- _Work task_:
Set down each line of the material that follows, exactly, with no pictures.

- _The records_:
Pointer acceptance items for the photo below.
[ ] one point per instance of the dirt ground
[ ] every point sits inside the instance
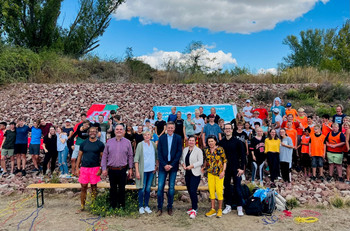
(59, 213)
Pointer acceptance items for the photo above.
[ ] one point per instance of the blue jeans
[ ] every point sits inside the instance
(161, 183)
(62, 160)
(145, 192)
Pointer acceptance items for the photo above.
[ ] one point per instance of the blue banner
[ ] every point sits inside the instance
(226, 111)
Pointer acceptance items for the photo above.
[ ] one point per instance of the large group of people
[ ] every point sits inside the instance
(201, 145)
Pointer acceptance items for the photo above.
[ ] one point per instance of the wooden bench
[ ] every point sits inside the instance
(40, 188)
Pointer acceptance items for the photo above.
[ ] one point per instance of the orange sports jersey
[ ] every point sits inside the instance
(305, 147)
(325, 129)
(317, 145)
(303, 121)
(292, 133)
(334, 140)
(293, 112)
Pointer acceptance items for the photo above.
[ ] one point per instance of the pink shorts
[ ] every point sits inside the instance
(88, 175)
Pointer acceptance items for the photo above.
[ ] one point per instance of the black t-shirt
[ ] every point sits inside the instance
(91, 153)
(258, 147)
(138, 138)
(179, 126)
(10, 139)
(50, 143)
(160, 126)
(130, 137)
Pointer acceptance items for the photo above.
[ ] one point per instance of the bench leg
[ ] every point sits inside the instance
(39, 192)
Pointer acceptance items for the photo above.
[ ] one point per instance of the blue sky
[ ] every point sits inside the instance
(247, 32)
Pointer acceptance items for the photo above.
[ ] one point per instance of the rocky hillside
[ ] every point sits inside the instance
(56, 102)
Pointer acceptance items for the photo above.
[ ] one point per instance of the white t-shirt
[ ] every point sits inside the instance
(246, 111)
(199, 125)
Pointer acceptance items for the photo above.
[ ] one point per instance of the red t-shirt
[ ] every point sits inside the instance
(262, 113)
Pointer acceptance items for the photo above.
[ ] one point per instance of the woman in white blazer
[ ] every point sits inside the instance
(192, 161)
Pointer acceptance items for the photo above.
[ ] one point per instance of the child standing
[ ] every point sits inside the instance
(305, 156)
(317, 151)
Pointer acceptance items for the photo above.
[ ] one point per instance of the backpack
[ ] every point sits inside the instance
(269, 203)
(281, 203)
(253, 206)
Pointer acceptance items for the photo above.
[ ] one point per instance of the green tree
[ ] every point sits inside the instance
(306, 51)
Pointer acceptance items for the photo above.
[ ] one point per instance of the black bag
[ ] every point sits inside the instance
(253, 207)
(269, 203)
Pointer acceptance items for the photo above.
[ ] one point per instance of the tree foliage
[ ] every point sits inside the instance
(323, 49)
(33, 24)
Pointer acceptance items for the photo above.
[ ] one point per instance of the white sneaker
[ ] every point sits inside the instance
(148, 210)
(193, 214)
(227, 210)
(240, 211)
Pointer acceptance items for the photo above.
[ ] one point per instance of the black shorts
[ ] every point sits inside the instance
(305, 160)
(34, 149)
(21, 148)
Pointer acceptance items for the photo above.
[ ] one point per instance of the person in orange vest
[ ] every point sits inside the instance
(335, 141)
(305, 157)
(317, 151)
(326, 125)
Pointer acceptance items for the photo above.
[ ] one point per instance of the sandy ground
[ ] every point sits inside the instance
(59, 213)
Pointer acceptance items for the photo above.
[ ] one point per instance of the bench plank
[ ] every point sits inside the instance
(101, 185)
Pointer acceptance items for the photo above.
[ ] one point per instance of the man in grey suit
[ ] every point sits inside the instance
(169, 154)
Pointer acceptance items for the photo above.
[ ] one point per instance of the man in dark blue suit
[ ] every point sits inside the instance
(169, 154)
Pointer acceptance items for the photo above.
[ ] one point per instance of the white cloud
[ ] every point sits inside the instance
(267, 71)
(212, 60)
(239, 16)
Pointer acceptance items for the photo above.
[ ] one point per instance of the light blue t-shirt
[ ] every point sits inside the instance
(60, 146)
(286, 154)
(36, 135)
(212, 130)
(149, 157)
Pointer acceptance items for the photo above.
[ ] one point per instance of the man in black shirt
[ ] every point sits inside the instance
(235, 154)
(90, 154)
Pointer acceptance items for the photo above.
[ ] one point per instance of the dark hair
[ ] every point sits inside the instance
(266, 121)
(170, 123)
(326, 116)
(212, 137)
(269, 134)
(191, 136)
(149, 115)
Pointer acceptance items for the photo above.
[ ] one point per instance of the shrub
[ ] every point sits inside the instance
(101, 207)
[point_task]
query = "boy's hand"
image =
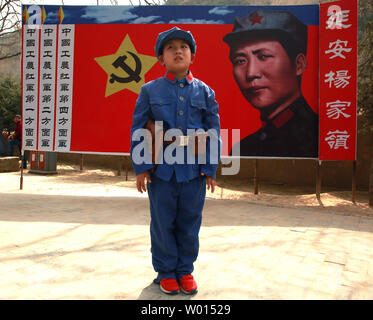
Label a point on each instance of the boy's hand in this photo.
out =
(210, 182)
(140, 181)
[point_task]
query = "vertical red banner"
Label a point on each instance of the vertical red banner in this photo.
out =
(338, 80)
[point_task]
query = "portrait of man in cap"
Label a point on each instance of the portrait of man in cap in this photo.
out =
(268, 55)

- _Written answer_:
Pointer acceptance items for the photo below.
[ ] one point per instance of the dirt ground
[ ] every point sits inside the instance
(59, 213)
Pointer acceptance items for the photo above.
[ ] one point per instance of the blue jeans
[ ] every point sits inside the instance
(161, 183)
(62, 160)
(145, 192)
Pointer acceptance items for the photo above.
[ ] one point per instance of the blue banner
[ ] every point sits inside the instance
(226, 111)
Pointer acceptance items for the photo above.
[ ] one point per instance of the large group of people
[ ] every point sits inside the instance
(201, 145)
Pointer acceptance items for the photo above.
[ ] one point per instance of the wooden bench
[ ] every point sits inside the instance
(40, 188)
Pointer acceptance items for the photo above.
[ ] one point per instance of the orange sports jersey
[ ] every point sits inside the instance
(305, 147)
(325, 129)
(317, 145)
(303, 121)
(292, 133)
(334, 140)
(293, 112)
Pointer acceptance items for the photo above.
[ ] one point per instance of the pink shorts
[ ] every point sits inside the instance
(88, 175)
Pointer acceptance items for the photo above.
[ ] one point per instance of the black t-shirt
[ ] every point sits inside the instance
(91, 153)
(258, 147)
(138, 138)
(179, 126)
(10, 139)
(50, 143)
(160, 126)
(130, 137)
Pointer acceptance items for the photo above.
[ ] one point per instance of the bench leg
[ ] every point sits inside the instance
(39, 192)
Pointer acceptance items for the photo above.
[ ] one point per instance of the blue sky
[ ] every point sits inside the instance
(247, 32)
Pointer acceptance items for the photo above.
[ ] one point per instance of the rocky hillside
[ ] every point sits inside the instance
(56, 102)
Pointer acceptance items for the photo above.
[ ] one point per instance of the white t-shirt
[ ] every point sits inside the instance
(246, 111)
(199, 125)
Pointer acceptance items for the photo above.
[ ] one point per instance of the red t-shirt
[ ] every point sits inside the instance
(262, 113)
Pointer acceptance items for the photo above.
[ ] one point per instance of the woman in white blazer
[ ] every point sits inside the instance
(192, 161)
Pointer acceptance items for the photo above.
[ ] one point per instance of the child standing
[ ] every point sits inside the instance
(305, 156)
(317, 151)
Pointer acceptance items for the photo above.
[ ] one point per instance of the backpack
[ ] every point sits inside the instance
(269, 203)
(281, 203)
(253, 206)
Pointer acceptance items for the photo above.
[ ] one point per instance of the green tree
[ ] every point sits inside the instance
(306, 51)
Pointer acceptance items for the photo above.
[ ] one point per instance of the black bag
[ ] every point sits inside the instance
(253, 207)
(269, 203)
Pointer acceptance items for the photo above.
[ ] one point per instance of the tree foliage
[ ] every point sits inside the instance
(323, 49)
(33, 24)
Pointer acceptance items for the photo above.
[ ] one point per instance of the white sneaker
[ ] every point sits inside the instance
(148, 210)
(193, 214)
(227, 210)
(240, 211)
Pointer acceptance items for the photo above.
[ ] one point per instance of the black shorts
[ ] every point sits inside the instance
(305, 160)
(34, 149)
(21, 148)
Pointer acceptance items for the photo above.
[ ] one point per instance of the person in orange vest
[ ] every point sits inside the instance
(335, 141)
(305, 157)
(317, 151)
(326, 125)
Pointer acceptance items for the photo above.
[ ] one point per instance of the sandy ground
[ ] every point sits inside the instance
(59, 213)
Pointer acceptance items for the photo above.
[ ] one point per instance of the bench plank
[ ] every point sits inside the instance
(101, 185)
Pointer acceptance items for the photo above.
[ ] one point per instance of the man in grey suit
[ ] every point sits inside the instance
(169, 154)
Pointer acceptance items for the photo above.
[ ] one point per instance of the man in dark blue suit
[ ] every point sits inside the instance
(169, 154)
Pointer acceptance items for the photo above.
[ ] one point per instance of the white cloud
[ ] every point sits inside the instance
(267, 71)
(212, 60)
(239, 16)
Pointer acceptance items for the photo above.
[ ] one point per instance of the light blue t-shirt
[ ] every point sits inside the instance
(60, 146)
(286, 154)
(36, 135)
(212, 130)
(149, 157)
Pointer acceptance items for the photo above.
[ ] one point per instance of the man in black shirt
[ ] every point sits inside the instance
(235, 154)
(90, 154)
Pointer acceptance items for the photo above.
[ ] one point per instance of the dark hair
[ ] every point sits inside the instance
(266, 121)
(170, 123)
(326, 116)
(212, 137)
(269, 134)
(191, 136)
(149, 115)
Pointer acceptance items for the photo above.
[ ] one point per instance of the shrub
[ ] every point sits inside the instance
(101, 207)
[point_task]
query = "boy's hand"
image =
Label a point on each instance of the boy's hand in this photo.
out =
(210, 182)
(140, 181)
[point_task]
query = "vertical red banner"
Label a point on each instance of the vertical red banner in this photo.
out =
(338, 80)
[point_task]
query = "portrait of man in cap"
Label a point on each instance of the portrait of man in cap in this photo.
out =
(268, 55)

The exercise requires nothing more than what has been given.